● **Exercise inputs**:
##############################
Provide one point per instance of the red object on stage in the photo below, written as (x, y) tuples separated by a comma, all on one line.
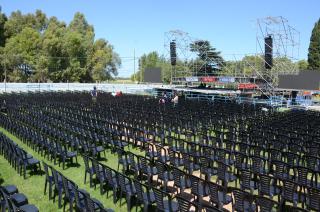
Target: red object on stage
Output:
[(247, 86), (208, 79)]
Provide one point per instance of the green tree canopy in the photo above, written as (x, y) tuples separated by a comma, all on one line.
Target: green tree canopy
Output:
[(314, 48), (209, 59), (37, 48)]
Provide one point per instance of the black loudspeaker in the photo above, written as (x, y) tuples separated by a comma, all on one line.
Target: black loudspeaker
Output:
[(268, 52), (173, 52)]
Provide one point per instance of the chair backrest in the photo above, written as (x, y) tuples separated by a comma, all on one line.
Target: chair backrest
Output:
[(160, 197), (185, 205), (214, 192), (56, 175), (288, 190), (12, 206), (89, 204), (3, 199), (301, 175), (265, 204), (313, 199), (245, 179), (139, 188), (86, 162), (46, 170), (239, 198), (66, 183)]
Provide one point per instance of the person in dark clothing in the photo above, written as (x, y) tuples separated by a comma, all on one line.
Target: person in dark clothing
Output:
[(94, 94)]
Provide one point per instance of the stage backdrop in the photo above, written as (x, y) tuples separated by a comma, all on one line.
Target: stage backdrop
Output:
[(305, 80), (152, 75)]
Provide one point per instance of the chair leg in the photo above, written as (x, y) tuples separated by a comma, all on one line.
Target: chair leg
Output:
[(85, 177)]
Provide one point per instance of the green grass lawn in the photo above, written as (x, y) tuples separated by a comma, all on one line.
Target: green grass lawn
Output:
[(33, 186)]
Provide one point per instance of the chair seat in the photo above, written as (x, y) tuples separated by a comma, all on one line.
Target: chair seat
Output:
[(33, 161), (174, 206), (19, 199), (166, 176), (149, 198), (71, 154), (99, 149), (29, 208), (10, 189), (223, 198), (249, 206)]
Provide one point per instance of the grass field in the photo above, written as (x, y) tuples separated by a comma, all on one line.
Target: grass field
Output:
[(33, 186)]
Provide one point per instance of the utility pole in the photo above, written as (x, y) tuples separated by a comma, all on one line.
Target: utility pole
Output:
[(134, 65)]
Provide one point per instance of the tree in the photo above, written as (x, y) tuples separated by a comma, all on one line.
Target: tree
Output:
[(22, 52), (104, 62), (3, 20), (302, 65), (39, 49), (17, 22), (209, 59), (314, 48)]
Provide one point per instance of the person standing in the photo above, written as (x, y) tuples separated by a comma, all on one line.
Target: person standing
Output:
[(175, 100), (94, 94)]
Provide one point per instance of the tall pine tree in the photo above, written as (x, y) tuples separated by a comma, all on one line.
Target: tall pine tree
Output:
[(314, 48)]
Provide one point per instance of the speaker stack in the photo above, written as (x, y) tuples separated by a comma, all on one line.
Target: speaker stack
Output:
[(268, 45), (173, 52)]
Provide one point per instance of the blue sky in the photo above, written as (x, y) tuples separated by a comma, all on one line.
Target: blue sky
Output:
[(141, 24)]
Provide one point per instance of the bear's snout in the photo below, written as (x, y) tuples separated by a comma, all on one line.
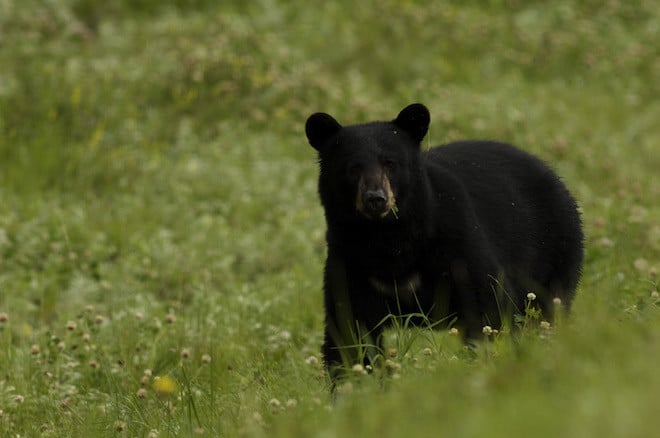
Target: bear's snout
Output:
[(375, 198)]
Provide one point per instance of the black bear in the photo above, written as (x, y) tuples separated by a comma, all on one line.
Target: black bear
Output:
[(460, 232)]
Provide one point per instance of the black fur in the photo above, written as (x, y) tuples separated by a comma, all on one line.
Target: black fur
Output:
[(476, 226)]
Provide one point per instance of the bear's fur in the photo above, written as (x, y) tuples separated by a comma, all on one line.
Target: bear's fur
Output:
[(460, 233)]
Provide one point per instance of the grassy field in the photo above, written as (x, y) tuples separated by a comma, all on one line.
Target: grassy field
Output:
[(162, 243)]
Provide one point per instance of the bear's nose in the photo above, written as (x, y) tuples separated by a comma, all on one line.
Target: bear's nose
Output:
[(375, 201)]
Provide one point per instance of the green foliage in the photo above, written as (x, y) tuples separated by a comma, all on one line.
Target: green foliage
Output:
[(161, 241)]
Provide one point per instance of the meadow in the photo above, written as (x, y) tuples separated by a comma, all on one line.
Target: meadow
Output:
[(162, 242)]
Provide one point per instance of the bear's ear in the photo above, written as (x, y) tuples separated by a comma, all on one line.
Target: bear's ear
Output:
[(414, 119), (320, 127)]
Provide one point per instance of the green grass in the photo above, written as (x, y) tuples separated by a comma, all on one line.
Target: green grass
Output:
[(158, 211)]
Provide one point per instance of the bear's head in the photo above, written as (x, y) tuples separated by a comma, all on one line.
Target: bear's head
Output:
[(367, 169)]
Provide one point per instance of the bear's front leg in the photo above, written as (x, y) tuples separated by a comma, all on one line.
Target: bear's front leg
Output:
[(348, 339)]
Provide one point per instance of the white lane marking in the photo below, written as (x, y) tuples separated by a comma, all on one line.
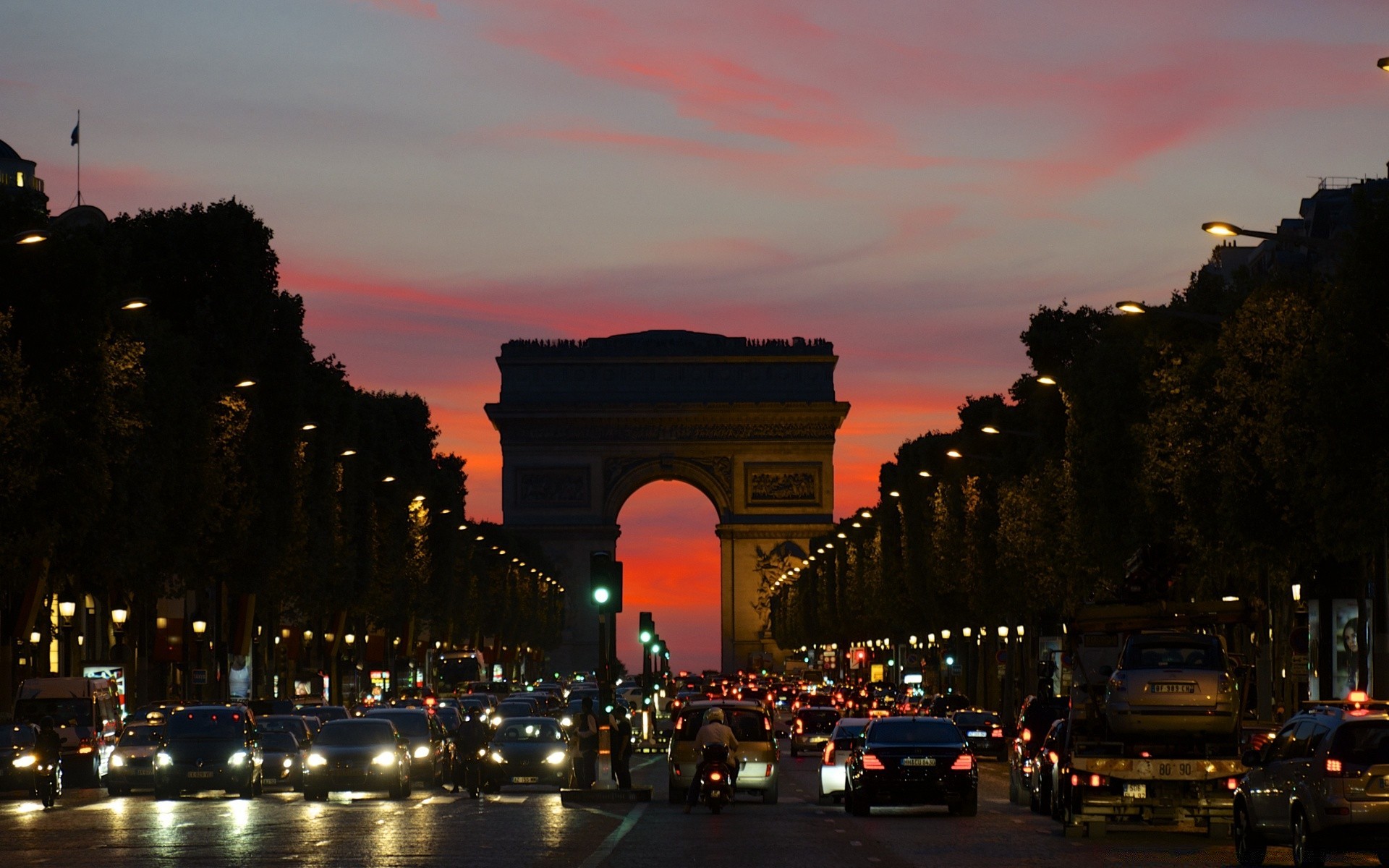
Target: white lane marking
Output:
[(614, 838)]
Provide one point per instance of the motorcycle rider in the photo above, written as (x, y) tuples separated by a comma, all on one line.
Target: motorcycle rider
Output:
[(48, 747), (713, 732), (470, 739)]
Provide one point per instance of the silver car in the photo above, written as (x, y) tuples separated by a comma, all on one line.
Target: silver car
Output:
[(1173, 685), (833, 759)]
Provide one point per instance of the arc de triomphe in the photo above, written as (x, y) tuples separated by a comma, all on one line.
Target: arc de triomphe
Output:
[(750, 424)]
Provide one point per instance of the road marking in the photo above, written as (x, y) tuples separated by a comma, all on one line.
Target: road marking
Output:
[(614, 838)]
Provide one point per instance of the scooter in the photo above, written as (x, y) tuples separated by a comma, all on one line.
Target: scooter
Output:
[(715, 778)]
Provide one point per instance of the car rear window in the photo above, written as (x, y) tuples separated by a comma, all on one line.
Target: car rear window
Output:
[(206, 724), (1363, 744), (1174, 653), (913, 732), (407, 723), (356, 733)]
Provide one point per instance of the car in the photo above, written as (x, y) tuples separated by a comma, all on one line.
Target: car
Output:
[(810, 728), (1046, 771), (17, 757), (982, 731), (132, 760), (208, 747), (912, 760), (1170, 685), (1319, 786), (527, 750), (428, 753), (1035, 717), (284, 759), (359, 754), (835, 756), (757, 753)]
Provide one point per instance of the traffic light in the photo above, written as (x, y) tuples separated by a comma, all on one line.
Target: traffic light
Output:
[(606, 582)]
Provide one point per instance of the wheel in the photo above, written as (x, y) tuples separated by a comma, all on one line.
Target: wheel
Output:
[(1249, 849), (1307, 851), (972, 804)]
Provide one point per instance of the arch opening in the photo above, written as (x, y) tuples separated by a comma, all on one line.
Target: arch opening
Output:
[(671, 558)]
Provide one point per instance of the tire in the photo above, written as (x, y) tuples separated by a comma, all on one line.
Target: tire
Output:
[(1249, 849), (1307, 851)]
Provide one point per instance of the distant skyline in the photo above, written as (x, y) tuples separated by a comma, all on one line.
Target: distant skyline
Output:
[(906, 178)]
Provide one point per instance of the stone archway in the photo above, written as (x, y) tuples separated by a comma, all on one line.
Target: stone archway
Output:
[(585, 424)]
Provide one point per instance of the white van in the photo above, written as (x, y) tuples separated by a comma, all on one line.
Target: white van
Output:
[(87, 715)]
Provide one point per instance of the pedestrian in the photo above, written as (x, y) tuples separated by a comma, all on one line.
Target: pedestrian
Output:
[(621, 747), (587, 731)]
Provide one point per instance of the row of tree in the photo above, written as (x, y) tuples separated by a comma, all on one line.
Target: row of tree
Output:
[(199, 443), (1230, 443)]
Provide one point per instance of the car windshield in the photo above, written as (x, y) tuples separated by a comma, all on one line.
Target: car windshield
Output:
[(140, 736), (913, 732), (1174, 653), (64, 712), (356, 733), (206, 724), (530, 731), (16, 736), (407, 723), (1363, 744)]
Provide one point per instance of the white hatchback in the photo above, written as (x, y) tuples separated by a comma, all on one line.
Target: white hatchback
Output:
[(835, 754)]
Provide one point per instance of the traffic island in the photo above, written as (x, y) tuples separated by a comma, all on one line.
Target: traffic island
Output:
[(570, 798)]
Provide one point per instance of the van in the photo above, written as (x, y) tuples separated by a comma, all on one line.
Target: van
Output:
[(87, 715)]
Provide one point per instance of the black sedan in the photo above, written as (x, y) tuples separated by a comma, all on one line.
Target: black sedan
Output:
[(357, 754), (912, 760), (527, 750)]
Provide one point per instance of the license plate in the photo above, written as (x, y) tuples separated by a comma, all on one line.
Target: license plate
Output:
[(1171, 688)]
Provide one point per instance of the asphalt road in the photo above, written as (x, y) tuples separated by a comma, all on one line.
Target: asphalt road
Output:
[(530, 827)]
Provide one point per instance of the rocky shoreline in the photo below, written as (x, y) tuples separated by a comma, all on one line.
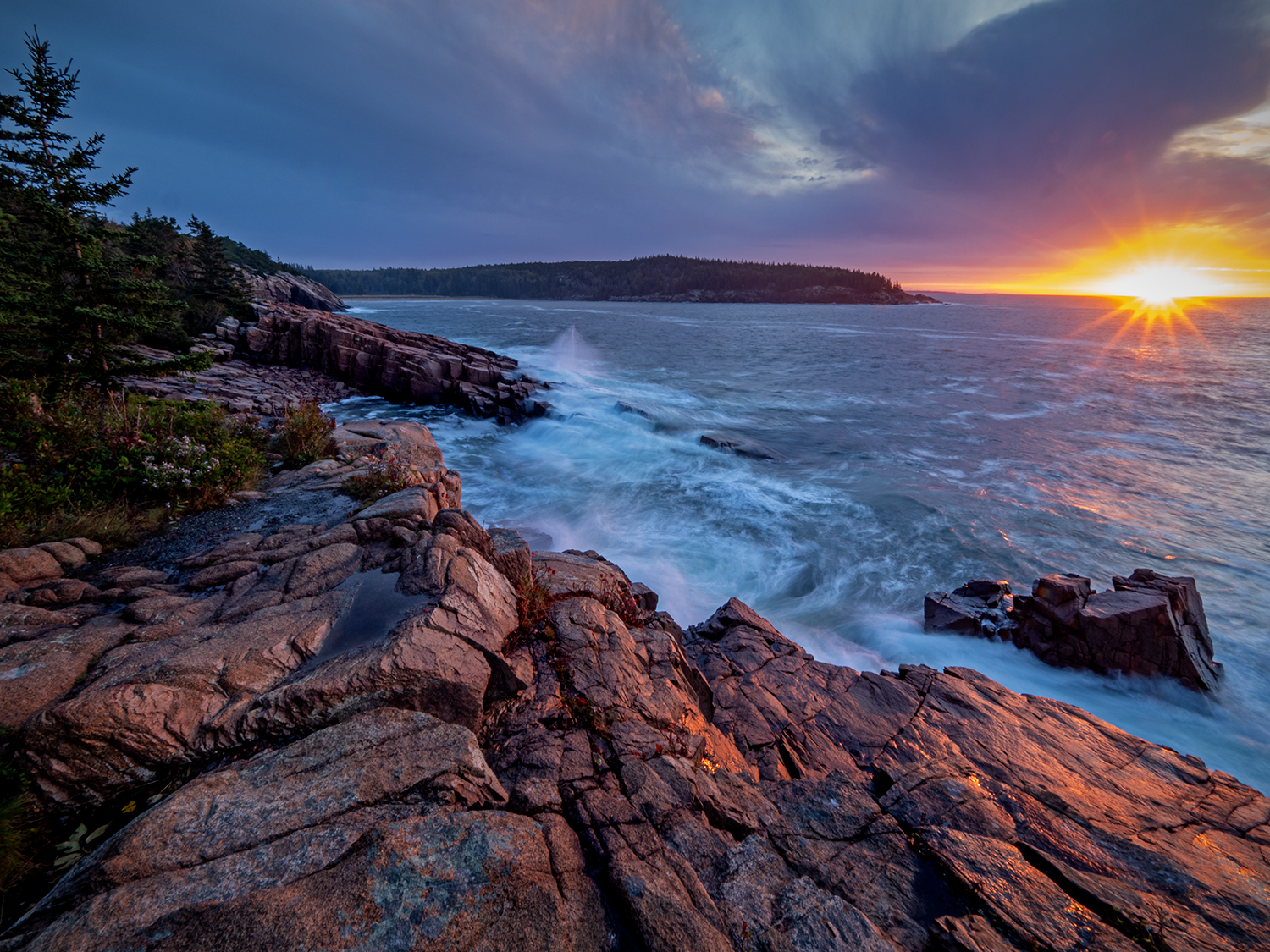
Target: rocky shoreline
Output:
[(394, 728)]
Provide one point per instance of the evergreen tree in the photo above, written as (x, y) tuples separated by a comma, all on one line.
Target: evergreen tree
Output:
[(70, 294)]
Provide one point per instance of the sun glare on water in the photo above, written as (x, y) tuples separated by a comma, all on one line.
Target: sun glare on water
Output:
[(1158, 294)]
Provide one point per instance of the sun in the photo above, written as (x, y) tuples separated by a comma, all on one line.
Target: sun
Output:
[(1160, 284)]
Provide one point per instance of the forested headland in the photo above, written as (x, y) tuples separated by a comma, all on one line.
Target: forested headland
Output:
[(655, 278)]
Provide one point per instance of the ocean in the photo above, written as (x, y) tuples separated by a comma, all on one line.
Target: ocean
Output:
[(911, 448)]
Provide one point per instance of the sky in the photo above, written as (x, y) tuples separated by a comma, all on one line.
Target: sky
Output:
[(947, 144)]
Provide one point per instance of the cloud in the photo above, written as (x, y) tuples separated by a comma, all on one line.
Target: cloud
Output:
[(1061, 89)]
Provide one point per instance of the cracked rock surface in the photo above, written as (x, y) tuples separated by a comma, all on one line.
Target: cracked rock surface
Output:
##############################
● **Exercise goal**: Work out how many lines in the material above hold the word "snout"; answer with the number only.

● **Response**: 2